> **DATA FOR THE TASK**:
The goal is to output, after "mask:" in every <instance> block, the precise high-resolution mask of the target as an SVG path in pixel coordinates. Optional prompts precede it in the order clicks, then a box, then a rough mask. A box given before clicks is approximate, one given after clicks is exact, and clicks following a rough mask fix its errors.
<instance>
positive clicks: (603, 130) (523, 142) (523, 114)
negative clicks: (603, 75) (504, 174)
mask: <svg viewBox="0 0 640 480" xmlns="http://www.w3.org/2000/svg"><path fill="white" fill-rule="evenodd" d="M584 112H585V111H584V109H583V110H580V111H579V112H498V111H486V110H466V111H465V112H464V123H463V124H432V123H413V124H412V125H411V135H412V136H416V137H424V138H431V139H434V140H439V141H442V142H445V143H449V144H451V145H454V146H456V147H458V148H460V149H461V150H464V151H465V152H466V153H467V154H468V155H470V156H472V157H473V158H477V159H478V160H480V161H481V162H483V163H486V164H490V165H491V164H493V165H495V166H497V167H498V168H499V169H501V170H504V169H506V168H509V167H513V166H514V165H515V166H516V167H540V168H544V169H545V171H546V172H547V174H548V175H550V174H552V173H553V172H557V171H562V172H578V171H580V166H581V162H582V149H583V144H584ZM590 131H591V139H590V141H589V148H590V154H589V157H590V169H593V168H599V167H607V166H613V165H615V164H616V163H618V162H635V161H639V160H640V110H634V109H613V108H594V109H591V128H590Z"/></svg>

> **EXERCISE DETAILS**:
Reproduce all of the entries above word for word, keeping every line of each one unchanged.

> **RESPONSE AREA**:
The goal is to output, after "mask:" in every <instance> block, the precise high-resolution mask of the target as an SVG path in pixel coordinates. Optional prompts precede it in the order clicks, then a box, then a rough mask. A box given before clicks is approximate, one given after clicks is exact, and clicks following a rough mask fix its errors.
<instance>
positive clicks: (603, 130) (523, 142) (523, 114)
negative clicks: (603, 75) (504, 174)
mask: <svg viewBox="0 0 640 480" xmlns="http://www.w3.org/2000/svg"><path fill="white" fill-rule="evenodd" d="M584 112H585V111H584V109H583V110H580V111H579V112H498V111H486V110H466V111H465V112H464V123H463V124H432V123H413V124H412V125H411V135H412V136H416V137H424V138H431V139H434V140H439V141H442V142H445V143H449V144H451V145H454V146H456V147H458V148H460V149H461V150H464V151H465V152H466V153H467V154H468V155H470V156H472V157H473V158H477V159H478V160H480V161H481V162H483V163H486V164H490V165H491V164H493V165H495V166H497V167H498V168H499V169H501V170H504V169H506V168H509V167H513V166H514V165H515V166H516V167H540V168H544V169H545V171H546V172H547V174H548V175H550V174H552V173H553V172H557V171H562V172H578V171H580V166H581V162H582V149H583V144H584ZM590 131H591V139H590V141H589V148H590V154H589V157H590V169H593V168H599V167H607V166H613V165H615V164H616V163H618V162H635V161H639V160H640V110H634V109H613V108H594V109H591V128H590Z"/></svg>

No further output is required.